TEXT FOR ANALYSIS -
Mainers with pre-existing medical conditions are worried they will lose health insurance under the Trump administration's latest attempt to unravel the Affordable Care Act (ACA). Consumers, providers and health advocates shared their concerns with independent Sen. Angus King at a roundtable discussion in South Portland Monday. And it's not only those who buy insurance on the online marketplace who would be affected if protections for pre-existing conditions are repealed.
Earlier this month, the Trump administration filed a legal brief announcing it would not defend a provision of the Affordable Care Act that requires insurers to provide coverage to people with pre-existing conditions. Some consumers who would be affected by the new policy told Sen. King that they are fearful and angry.
"I'm offended to my core that my daughter is even thought of in some circles as a pre-existing condition. She's not,” says Patty Morris.
Morris, of Cape Elizabeth, has a 30-year-old daughter with cystic fibrosis.
"She's my daughter, Ally,” Morris says. “She's a hard worker, pays taxes, and she works full time on top of that, controlling the symptoms of her cystic fibrosis."
Morris says her daughter's medication costs more than $250,000 per year. Without insurance, she says, she would go bankrupt trying to help her daughter pay for it.
Linda Homer of Southwest Harbor says her family would also go bankrupt if she lost insurance coverage. She and her three kids have a genetic predisposition for a rare kidney cancer.
"You have to be checked at least yearly because by the time symptoms occur, it's too late, it's too aggressive,” says Homer. “So we require an MRI, ultrasound, CAT scan."
Texas and 19 other states are challenging the ACA's protections for people with pre-existing conditions, calling them unconstitutional. The basis for their argument stems from the tax bill passed by Congress late last year, which repealed the individual mandate penalty. The mandate is still there but there are no teeth to enforce it. Repeal of the penalty, the lawsuit asserts, makes the individual mandate, and guaranteed coverage for pre-existing conditions, unconstitutional.
In its legal brief in response, the Department of Justice agreed that such protections should be invalid.
"The ACA is not collapsing. It's being mugged. That's what's happening piece by piece. And this pre-existing conditions is just another piece,” says Sen. King.
King called the Trump administration's move a “perverse policy” that discourages preventive care.
The president of Mercy Hospital in Portland, Charlie Therrien, says it's also a policy that will raise health care costs for everyone.

WORK TASK 1 - Name every town or city in Maine that the article on pre-existing conditions coverage mentions.
WORK TASK 2 - According to the article on pre-existing conditions coverage, why must Linda Homer and her children be checked at least once a year? Answer in one to three sentences.
WORK TASK 3 - Write the next part of the article on pre-existing conditions coverage, picking up after its final sentence.
The material that follows is drawn from a separate source.

Stored items from a collection:
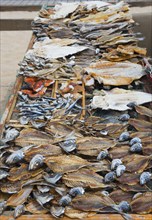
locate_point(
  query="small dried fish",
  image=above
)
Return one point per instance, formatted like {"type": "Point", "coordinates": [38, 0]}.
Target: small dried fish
{"type": "Point", "coordinates": [15, 157]}
{"type": "Point", "coordinates": [52, 178]}
{"type": "Point", "coordinates": [110, 177]}
{"type": "Point", "coordinates": [65, 200]}
{"type": "Point", "coordinates": [115, 163]}
{"type": "Point", "coordinates": [136, 148]}
{"type": "Point", "coordinates": [11, 134]}
{"type": "Point", "coordinates": [19, 210]}
{"type": "Point", "coordinates": [124, 136]}
{"type": "Point", "coordinates": [102, 155]}
{"type": "Point", "coordinates": [57, 211]}
{"type": "Point", "coordinates": [2, 206]}
{"type": "Point", "coordinates": [42, 198]}
{"type": "Point", "coordinates": [120, 170]}
{"type": "Point", "coordinates": [3, 174]}
{"type": "Point", "coordinates": [135, 140]}
{"type": "Point", "coordinates": [36, 162]}
{"type": "Point", "coordinates": [145, 177]}
{"type": "Point", "coordinates": [76, 191]}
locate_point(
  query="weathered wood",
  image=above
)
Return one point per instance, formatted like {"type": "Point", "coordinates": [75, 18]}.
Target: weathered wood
{"type": "Point", "coordinates": [13, 98]}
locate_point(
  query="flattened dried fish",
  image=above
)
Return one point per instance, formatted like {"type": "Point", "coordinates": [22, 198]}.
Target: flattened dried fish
{"type": "Point", "coordinates": [142, 205]}
{"type": "Point", "coordinates": [110, 73]}
{"type": "Point", "coordinates": [92, 146]}
{"type": "Point", "coordinates": [20, 197]}
{"type": "Point", "coordinates": [84, 178]}
{"type": "Point", "coordinates": [66, 163]}
{"type": "Point", "coordinates": [32, 136]}
{"type": "Point", "coordinates": [117, 99]}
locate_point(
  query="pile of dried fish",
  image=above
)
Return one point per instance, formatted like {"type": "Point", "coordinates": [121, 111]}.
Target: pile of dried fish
{"type": "Point", "coordinates": [78, 143]}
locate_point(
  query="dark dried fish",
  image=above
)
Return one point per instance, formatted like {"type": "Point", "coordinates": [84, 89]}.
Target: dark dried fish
{"type": "Point", "coordinates": [19, 210]}
{"type": "Point", "coordinates": [52, 178]}
{"type": "Point", "coordinates": [76, 191]}
{"type": "Point", "coordinates": [145, 177]}
{"type": "Point", "coordinates": [36, 162]}
{"type": "Point", "coordinates": [57, 211]}
{"type": "Point", "coordinates": [3, 174]}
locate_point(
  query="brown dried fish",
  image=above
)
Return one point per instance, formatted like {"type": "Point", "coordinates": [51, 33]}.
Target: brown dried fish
{"type": "Point", "coordinates": [142, 204]}
{"type": "Point", "coordinates": [92, 146]}
{"type": "Point", "coordinates": [119, 151]}
{"type": "Point", "coordinates": [142, 110]}
{"type": "Point", "coordinates": [84, 178]}
{"type": "Point", "coordinates": [22, 173]}
{"type": "Point", "coordinates": [32, 136]}
{"type": "Point", "coordinates": [136, 163]}
{"type": "Point", "coordinates": [115, 73]}
{"type": "Point", "coordinates": [140, 125]}
{"type": "Point", "coordinates": [74, 213]}
{"type": "Point", "coordinates": [20, 197]}
{"type": "Point", "coordinates": [65, 163]}
{"type": "Point", "coordinates": [35, 208]}
{"type": "Point", "coordinates": [119, 195]}
{"type": "Point", "coordinates": [44, 150]}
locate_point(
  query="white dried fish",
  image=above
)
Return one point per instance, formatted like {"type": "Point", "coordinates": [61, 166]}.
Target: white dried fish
{"type": "Point", "coordinates": [117, 99]}
{"type": "Point", "coordinates": [36, 162]}
{"type": "Point", "coordinates": [62, 10]}
{"type": "Point", "coordinates": [115, 73]}
{"type": "Point", "coordinates": [60, 48]}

OUTPUT 1 - South Portland, Cape Elizabeth, Southwest Harbor, Portland

OUTPUT 2 - They have a genetic predisposition for a rare kidney cancer. By the time symptoms appear, the cancer is too advanced and aggressive, so they need an MRI, ultrasound and CAT scan at least yearly.

OUTPUT 3 -
"Every time we whittle away at a lot of the components of the ACA, it's ultimately just going to push people away from having insurance,” Therrien says. “And when you push people away from having insurance, it's either no insurance at all or high premiums with high deductibles and high out of pocket expense, people are going to avoid health care, and when they avoid health care, they're going to get sicker.”
And when the uninsured or under-insured do finally seek care at hospitals, Therrien says there's a consequence.
"The cost of that ultimately gets pushed back through higher premiums for everybody else," Therrien says.
And if the lawsuit is successful, it's not just people with pre-existing conditions who purchase insurance on the ACA marketplace who could lose coverage, says Kate Ende of Consumers for Affordable Health Care.
"You know, a lot of times we forget that the marketplace is just one piece of the ACA, and so these protections are far-reaching,” Ende says. “And so people in individual plans off-marketplace, and even some group plans would see the impact of this.”
That means some consumers with pre-existing conditions who have employer-based insurance could lose coverage, despite the fact that Maine has a 25-year-old state law that requires insurance companies to offer plans to consumers regardless of health status.
Ende says it was groundbreaking at the time, but there were loopholes.
"The Affordable Care Act protections are so much broader and more comprehensive,” Ende says. “So for example, in Maine, if you had potentially gone without coverage for a certain period of time, then that pre-existing condition might be able to be excluded."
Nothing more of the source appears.